Segment Open
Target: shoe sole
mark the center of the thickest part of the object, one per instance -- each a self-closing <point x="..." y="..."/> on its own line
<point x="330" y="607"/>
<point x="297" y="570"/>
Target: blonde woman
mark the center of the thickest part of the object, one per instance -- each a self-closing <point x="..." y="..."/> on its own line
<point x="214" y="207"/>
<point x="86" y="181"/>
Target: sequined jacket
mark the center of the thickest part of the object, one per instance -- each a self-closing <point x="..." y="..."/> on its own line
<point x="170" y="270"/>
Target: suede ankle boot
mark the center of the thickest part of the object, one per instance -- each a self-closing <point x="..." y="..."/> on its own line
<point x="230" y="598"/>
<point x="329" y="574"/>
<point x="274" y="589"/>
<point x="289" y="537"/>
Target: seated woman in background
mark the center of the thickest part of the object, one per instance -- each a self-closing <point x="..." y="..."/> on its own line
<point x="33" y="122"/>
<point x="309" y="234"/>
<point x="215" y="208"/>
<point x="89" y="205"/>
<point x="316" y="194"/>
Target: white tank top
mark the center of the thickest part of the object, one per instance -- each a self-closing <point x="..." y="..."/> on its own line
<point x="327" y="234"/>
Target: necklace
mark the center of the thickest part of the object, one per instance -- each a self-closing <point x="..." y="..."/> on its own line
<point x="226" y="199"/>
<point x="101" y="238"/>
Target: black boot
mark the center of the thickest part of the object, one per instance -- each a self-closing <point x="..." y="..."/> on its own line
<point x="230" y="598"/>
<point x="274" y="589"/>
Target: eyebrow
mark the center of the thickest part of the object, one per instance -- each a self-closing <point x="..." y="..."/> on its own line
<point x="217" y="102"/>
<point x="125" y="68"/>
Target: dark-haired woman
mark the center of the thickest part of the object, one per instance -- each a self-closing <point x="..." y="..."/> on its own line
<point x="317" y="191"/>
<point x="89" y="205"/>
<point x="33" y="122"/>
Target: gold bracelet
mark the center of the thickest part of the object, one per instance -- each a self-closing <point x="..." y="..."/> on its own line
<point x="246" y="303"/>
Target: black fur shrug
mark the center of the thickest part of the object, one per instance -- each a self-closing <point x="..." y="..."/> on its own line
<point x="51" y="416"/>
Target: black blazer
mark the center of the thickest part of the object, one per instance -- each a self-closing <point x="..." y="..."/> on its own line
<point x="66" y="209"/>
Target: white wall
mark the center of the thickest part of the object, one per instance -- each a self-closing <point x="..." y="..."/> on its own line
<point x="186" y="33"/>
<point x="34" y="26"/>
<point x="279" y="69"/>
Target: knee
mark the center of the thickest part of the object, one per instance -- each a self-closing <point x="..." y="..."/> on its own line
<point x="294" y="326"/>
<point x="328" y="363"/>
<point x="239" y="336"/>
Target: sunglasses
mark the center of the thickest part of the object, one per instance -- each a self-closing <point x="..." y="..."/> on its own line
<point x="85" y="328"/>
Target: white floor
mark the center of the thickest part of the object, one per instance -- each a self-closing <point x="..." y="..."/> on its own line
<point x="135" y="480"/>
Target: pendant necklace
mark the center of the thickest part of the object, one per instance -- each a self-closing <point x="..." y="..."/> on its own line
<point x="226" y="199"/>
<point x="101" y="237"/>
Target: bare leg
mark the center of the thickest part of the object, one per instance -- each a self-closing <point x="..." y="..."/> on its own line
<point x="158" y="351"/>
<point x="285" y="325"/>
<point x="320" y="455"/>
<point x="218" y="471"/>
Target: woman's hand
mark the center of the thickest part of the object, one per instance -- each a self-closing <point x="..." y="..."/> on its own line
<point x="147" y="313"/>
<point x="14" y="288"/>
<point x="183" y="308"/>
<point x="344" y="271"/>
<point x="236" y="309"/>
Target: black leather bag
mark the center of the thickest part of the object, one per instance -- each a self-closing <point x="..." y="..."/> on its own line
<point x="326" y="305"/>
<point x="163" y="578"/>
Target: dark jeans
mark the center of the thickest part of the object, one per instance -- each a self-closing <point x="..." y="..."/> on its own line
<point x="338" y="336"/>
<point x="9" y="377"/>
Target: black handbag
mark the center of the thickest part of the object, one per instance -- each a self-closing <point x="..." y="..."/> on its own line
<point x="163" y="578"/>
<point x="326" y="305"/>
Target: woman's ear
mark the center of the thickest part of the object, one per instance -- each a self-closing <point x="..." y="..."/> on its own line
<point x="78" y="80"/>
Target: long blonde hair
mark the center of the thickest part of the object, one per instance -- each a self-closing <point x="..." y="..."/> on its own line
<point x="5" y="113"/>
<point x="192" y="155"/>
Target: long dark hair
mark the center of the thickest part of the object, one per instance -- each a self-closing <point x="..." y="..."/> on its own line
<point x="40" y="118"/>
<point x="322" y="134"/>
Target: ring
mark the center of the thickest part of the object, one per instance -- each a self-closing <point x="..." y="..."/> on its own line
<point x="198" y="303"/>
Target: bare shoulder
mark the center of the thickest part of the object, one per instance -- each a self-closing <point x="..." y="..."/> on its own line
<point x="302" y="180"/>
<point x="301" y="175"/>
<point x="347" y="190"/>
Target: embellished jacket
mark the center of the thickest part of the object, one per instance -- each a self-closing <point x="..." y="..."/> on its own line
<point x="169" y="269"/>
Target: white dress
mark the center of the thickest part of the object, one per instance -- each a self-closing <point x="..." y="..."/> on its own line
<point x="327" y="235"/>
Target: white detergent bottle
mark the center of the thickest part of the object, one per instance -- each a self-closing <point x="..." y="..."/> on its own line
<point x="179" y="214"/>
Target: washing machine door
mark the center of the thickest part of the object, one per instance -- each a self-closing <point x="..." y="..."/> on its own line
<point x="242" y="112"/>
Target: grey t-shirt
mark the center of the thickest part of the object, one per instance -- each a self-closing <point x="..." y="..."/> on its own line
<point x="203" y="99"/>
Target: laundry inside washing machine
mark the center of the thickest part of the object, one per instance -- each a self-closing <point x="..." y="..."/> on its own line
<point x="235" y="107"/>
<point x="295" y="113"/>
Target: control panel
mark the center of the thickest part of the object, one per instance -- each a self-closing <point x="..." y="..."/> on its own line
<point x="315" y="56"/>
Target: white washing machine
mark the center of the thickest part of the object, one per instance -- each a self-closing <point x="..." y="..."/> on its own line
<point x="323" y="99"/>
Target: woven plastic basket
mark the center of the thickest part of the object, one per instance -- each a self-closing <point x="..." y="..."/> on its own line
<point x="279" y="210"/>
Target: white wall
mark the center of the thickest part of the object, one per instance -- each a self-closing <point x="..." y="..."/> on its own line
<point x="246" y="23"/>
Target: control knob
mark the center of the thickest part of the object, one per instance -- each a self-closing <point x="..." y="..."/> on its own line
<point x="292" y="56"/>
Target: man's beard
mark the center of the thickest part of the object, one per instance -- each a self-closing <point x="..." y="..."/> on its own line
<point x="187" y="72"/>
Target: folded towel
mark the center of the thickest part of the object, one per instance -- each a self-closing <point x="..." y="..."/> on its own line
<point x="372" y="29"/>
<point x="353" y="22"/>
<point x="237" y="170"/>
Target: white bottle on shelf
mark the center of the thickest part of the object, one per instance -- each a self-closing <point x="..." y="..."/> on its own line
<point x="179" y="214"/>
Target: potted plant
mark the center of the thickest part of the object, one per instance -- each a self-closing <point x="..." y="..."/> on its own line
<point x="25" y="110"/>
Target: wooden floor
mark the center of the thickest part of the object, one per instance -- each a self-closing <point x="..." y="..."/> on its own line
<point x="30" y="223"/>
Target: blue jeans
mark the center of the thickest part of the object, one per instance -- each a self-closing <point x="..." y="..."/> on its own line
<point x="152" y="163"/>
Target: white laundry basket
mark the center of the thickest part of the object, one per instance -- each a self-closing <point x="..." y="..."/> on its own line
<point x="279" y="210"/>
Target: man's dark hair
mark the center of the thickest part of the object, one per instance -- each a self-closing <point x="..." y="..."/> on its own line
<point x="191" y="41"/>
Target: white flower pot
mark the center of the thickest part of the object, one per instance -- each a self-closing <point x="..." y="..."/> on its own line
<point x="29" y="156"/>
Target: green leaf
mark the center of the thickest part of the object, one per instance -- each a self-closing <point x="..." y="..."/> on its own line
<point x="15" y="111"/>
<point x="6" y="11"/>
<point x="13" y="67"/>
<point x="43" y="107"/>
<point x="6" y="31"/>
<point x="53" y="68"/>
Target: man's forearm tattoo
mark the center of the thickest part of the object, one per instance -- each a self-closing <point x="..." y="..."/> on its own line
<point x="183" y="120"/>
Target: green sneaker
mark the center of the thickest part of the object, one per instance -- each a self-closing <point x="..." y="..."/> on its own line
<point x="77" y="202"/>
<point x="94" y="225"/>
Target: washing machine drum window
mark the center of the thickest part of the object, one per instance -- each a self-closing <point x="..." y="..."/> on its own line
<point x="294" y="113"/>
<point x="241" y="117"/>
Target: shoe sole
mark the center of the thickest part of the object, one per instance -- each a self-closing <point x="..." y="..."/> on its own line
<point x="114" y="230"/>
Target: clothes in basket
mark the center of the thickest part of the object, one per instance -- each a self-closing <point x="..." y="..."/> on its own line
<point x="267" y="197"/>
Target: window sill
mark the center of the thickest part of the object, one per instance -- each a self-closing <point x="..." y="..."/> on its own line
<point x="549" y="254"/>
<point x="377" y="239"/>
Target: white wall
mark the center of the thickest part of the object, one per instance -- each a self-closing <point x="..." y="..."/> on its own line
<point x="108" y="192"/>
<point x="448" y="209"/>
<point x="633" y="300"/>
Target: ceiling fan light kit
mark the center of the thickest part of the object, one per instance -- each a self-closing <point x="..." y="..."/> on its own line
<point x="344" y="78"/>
Segment Closed
- Exercise details
Repeat every line of the data word for word until you have repeated the line that contains "Target: sequined jacket", which is the last one to include.

- Exercise answer
Target: shoe sole
mark the center of the thickest part of the object, one per instance -- each a self-closing <point x="..." y="..."/> on its own line
<point x="330" y="607"/>
<point x="297" y="570"/>
Target: blonde woman
mark the center of the thickest part of the object, one per instance -- each a self-closing <point x="..." y="..."/> on its own line
<point x="214" y="207"/>
<point x="86" y="181"/>
Target: sequined jacket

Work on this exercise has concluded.